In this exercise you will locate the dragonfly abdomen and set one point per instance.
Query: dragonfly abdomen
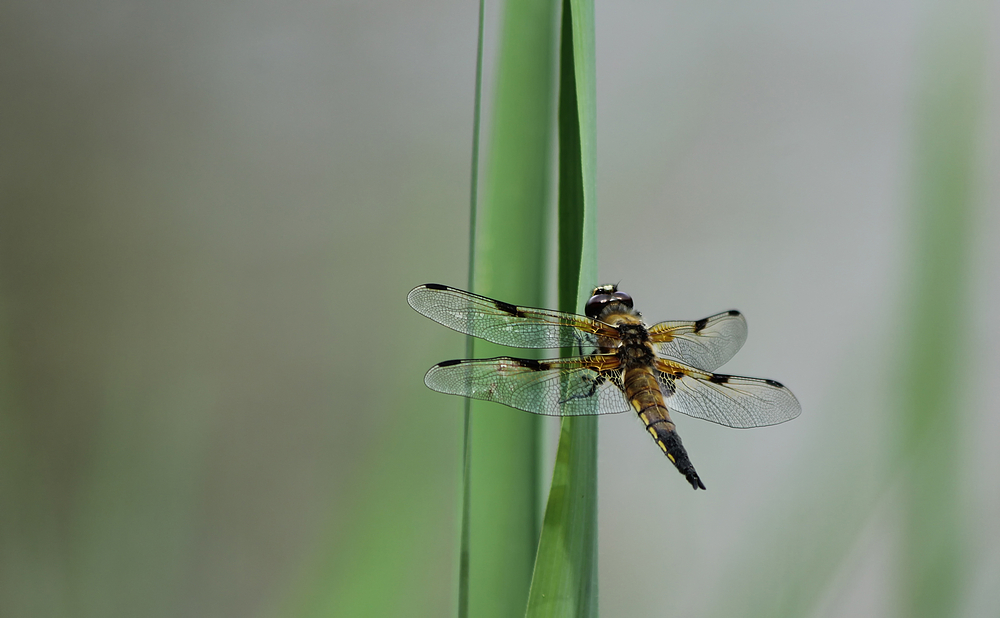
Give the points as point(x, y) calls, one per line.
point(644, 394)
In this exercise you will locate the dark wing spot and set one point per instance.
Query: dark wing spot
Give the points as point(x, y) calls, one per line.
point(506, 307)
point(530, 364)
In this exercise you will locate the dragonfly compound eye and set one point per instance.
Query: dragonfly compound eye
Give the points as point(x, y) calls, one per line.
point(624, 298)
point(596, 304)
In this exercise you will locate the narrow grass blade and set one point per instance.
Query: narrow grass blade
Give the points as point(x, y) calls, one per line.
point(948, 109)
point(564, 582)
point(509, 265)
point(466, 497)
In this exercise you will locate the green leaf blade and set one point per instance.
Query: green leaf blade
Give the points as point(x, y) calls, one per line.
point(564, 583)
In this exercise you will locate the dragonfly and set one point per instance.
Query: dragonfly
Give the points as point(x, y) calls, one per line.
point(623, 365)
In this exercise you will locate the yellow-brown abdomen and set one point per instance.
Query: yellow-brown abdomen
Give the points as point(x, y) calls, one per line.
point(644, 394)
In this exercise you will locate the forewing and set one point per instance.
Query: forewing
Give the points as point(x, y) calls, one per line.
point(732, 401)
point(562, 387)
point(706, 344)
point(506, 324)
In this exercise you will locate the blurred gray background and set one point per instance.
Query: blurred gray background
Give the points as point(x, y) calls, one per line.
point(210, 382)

::::::::

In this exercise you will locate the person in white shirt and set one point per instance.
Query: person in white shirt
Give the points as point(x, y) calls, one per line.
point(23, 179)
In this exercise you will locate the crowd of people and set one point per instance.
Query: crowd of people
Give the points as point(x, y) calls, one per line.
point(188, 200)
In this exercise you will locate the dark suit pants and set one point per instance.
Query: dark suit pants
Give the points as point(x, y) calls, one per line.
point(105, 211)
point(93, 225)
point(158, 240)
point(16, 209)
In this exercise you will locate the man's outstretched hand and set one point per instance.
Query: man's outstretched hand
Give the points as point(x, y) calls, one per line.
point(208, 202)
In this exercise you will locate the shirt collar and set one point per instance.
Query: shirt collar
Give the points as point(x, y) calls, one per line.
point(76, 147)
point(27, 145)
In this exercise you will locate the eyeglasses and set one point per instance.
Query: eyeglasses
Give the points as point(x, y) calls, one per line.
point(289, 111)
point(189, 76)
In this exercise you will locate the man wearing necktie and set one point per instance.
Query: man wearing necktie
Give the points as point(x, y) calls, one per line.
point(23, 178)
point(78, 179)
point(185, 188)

::::::::

### Requirements
List every line of the listing above that contains the word "hand", copying each one in full.

### Output of the exercise
In this exercise you will locate the man's outstretched hand and set one point per instance.
Query: man's outstretched hand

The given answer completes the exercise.